Go over the listing below line by line, and return each one holding the string "wood".

__EXCERPTED RECORDS__:

====================

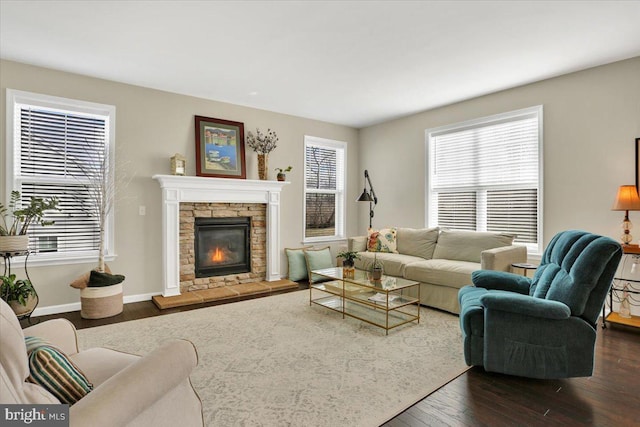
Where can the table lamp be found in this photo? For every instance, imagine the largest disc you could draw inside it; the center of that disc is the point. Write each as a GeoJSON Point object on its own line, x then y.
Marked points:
{"type": "Point", "coordinates": [627, 200]}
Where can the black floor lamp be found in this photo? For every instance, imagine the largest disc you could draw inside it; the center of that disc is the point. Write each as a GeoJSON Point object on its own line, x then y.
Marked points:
{"type": "Point", "coordinates": [368, 196]}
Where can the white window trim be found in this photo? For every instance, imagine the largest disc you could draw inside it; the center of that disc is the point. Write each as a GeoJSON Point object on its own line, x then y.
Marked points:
{"type": "Point", "coordinates": [533, 252]}
{"type": "Point", "coordinates": [16, 97]}
{"type": "Point", "coordinates": [340, 201]}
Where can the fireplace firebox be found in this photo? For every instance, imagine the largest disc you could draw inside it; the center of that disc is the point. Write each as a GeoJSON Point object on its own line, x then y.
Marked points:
{"type": "Point", "coordinates": [222, 246]}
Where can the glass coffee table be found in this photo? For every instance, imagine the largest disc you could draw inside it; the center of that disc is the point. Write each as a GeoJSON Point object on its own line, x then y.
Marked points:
{"type": "Point", "coordinates": [384, 303]}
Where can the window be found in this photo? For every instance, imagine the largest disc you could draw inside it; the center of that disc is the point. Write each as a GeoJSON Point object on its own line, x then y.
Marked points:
{"type": "Point", "coordinates": [485, 175]}
{"type": "Point", "coordinates": [324, 173]}
{"type": "Point", "coordinates": [60, 147]}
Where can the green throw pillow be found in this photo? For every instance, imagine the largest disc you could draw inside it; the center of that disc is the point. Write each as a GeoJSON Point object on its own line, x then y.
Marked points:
{"type": "Point", "coordinates": [297, 264]}
{"type": "Point", "coordinates": [316, 260]}
{"type": "Point", "coordinates": [50, 368]}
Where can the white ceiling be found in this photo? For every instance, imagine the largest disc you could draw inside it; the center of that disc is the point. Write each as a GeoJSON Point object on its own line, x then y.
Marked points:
{"type": "Point", "coordinates": [349, 62]}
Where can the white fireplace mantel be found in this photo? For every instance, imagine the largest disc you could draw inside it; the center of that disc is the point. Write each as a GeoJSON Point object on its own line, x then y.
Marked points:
{"type": "Point", "coordinates": [187, 189]}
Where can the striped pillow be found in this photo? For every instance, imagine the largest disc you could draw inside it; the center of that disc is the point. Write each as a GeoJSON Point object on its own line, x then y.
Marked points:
{"type": "Point", "coordinates": [50, 368]}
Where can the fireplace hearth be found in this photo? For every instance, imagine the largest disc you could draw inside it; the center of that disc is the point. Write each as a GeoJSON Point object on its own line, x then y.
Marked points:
{"type": "Point", "coordinates": [222, 246]}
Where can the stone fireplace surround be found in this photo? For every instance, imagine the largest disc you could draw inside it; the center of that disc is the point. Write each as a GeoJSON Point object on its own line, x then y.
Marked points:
{"type": "Point", "coordinates": [177, 190]}
{"type": "Point", "coordinates": [188, 214]}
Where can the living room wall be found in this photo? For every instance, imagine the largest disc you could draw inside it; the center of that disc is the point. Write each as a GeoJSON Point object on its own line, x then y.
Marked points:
{"type": "Point", "coordinates": [151, 126]}
{"type": "Point", "coordinates": [591, 120]}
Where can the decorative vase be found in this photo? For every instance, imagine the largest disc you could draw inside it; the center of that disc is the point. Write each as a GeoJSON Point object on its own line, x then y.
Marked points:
{"type": "Point", "coordinates": [14, 243]}
{"type": "Point", "coordinates": [348, 270]}
{"type": "Point", "coordinates": [23, 311]}
{"type": "Point", "coordinates": [263, 160]}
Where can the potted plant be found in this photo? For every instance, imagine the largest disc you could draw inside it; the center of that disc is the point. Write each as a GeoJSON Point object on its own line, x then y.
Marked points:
{"type": "Point", "coordinates": [262, 144]}
{"type": "Point", "coordinates": [19, 294]}
{"type": "Point", "coordinates": [16, 219]}
{"type": "Point", "coordinates": [282, 173]}
{"type": "Point", "coordinates": [348, 258]}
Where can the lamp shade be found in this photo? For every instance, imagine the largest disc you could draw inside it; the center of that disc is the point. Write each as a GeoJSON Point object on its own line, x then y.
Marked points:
{"type": "Point", "coordinates": [365, 197]}
{"type": "Point", "coordinates": [627, 199]}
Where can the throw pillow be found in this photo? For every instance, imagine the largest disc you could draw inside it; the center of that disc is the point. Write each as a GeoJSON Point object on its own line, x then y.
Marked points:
{"type": "Point", "coordinates": [383, 240]}
{"type": "Point", "coordinates": [50, 368]}
{"type": "Point", "coordinates": [297, 264]}
{"type": "Point", "coordinates": [318, 259]}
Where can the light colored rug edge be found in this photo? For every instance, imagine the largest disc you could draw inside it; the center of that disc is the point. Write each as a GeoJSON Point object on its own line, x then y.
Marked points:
{"type": "Point", "coordinates": [394, 412]}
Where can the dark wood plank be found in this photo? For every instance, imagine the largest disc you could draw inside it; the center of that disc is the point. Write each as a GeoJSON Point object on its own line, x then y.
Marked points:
{"type": "Point", "coordinates": [611, 397]}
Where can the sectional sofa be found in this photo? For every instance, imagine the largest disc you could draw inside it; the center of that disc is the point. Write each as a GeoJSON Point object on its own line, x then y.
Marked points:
{"type": "Point", "coordinates": [441, 260]}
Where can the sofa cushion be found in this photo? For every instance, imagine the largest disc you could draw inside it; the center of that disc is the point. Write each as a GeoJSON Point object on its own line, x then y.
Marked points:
{"type": "Point", "coordinates": [419, 242]}
{"type": "Point", "coordinates": [99, 364]}
{"type": "Point", "coordinates": [383, 240]}
{"type": "Point", "coordinates": [297, 264]}
{"type": "Point", "coordinates": [50, 368]}
{"type": "Point", "coordinates": [443, 272]}
{"type": "Point", "coordinates": [392, 264]}
{"type": "Point", "coordinates": [468, 245]}
{"type": "Point", "coordinates": [317, 259]}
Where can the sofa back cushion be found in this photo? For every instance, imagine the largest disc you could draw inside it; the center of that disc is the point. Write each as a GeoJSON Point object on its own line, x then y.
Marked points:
{"type": "Point", "coordinates": [468, 245]}
{"type": "Point", "coordinates": [14, 368]}
{"type": "Point", "coordinates": [383, 240]}
{"type": "Point", "coordinates": [419, 242]}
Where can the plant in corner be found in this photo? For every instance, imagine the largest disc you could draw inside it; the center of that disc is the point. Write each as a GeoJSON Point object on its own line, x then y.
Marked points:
{"type": "Point", "coordinates": [18, 293]}
{"type": "Point", "coordinates": [282, 173]}
{"type": "Point", "coordinates": [262, 144]}
{"type": "Point", "coordinates": [13, 231]}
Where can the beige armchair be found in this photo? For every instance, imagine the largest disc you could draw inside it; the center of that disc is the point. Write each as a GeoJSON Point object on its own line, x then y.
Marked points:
{"type": "Point", "coordinates": [129, 390]}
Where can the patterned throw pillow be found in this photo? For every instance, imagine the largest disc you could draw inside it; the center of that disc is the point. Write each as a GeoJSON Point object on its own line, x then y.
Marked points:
{"type": "Point", "coordinates": [383, 240]}
{"type": "Point", "coordinates": [50, 368]}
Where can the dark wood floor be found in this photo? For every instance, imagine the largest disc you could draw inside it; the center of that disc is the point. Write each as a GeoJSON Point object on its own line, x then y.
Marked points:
{"type": "Point", "coordinates": [611, 397]}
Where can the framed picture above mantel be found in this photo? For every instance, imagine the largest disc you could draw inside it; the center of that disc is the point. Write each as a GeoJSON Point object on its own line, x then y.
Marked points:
{"type": "Point", "coordinates": [220, 148]}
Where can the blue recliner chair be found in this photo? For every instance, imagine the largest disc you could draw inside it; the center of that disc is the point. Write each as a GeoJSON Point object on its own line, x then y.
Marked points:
{"type": "Point", "coordinates": [544, 327]}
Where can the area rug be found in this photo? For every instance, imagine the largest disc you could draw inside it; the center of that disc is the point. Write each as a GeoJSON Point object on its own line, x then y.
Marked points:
{"type": "Point", "coordinates": [276, 361]}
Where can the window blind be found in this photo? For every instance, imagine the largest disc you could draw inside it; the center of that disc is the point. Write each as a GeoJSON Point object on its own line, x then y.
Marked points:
{"type": "Point", "coordinates": [60, 153]}
{"type": "Point", "coordinates": [484, 175]}
{"type": "Point", "coordinates": [324, 188]}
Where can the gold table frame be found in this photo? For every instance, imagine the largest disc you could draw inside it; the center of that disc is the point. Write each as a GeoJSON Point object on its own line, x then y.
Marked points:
{"type": "Point", "coordinates": [353, 297]}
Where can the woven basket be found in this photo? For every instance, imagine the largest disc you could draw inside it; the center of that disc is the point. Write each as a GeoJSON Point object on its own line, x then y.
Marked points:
{"type": "Point", "coordinates": [98, 303]}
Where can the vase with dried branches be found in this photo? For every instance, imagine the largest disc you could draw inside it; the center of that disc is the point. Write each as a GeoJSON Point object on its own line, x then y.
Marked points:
{"type": "Point", "coordinates": [263, 144]}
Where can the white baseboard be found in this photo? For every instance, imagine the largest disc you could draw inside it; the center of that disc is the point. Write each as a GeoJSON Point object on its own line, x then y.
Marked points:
{"type": "Point", "coordinates": [75, 306]}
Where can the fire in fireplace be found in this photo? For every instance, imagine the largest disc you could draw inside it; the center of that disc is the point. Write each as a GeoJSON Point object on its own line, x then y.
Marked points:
{"type": "Point", "coordinates": [222, 246]}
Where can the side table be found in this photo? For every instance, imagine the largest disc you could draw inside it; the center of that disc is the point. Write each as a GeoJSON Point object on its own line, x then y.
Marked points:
{"type": "Point", "coordinates": [618, 287]}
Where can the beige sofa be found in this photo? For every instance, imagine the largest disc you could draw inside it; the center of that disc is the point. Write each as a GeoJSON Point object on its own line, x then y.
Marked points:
{"type": "Point", "coordinates": [441, 260]}
{"type": "Point", "coordinates": [129, 390]}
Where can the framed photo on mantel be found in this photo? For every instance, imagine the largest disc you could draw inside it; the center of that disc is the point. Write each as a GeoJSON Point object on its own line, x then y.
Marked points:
{"type": "Point", "coordinates": [220, 148]}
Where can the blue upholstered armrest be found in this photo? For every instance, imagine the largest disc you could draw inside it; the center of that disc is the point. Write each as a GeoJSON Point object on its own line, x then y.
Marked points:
{"type": "Point", "coordinates": [501, 281]}
{"type": "Point", "coordinates": [525, 305]}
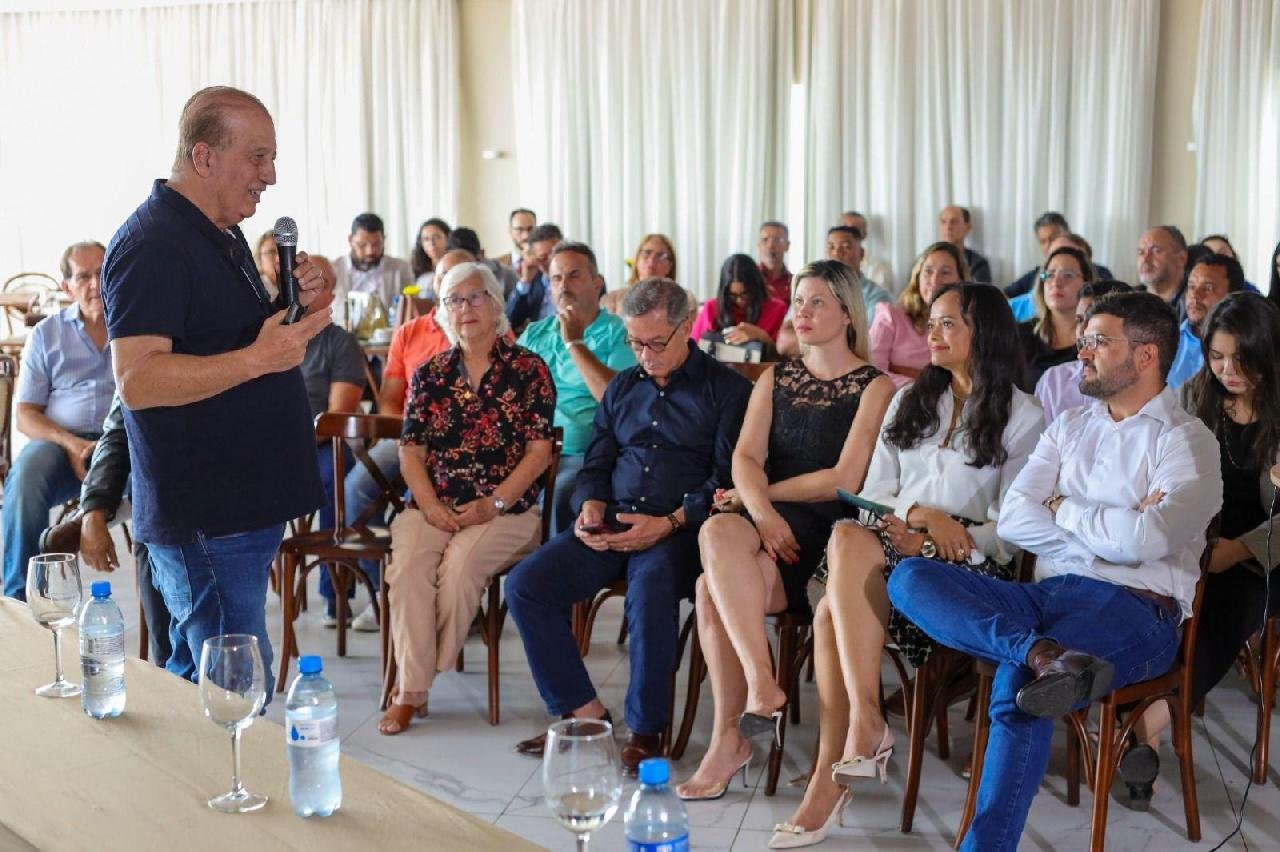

====================

__RESPONSE AREA__:
Where can the dark wood plank be found in this photo? For every instance, imagine the largest disc you could draw inside it; the center of that disc is the point. Write each as a GeoJSON Point object on its own line, x then y.
Where can the dark wood floor be found in this photo? For every instance, imagine the largest disc you could draw inside it; the center of that disc is the point. Write each as a GeoJSON Point object on its own line, x then y.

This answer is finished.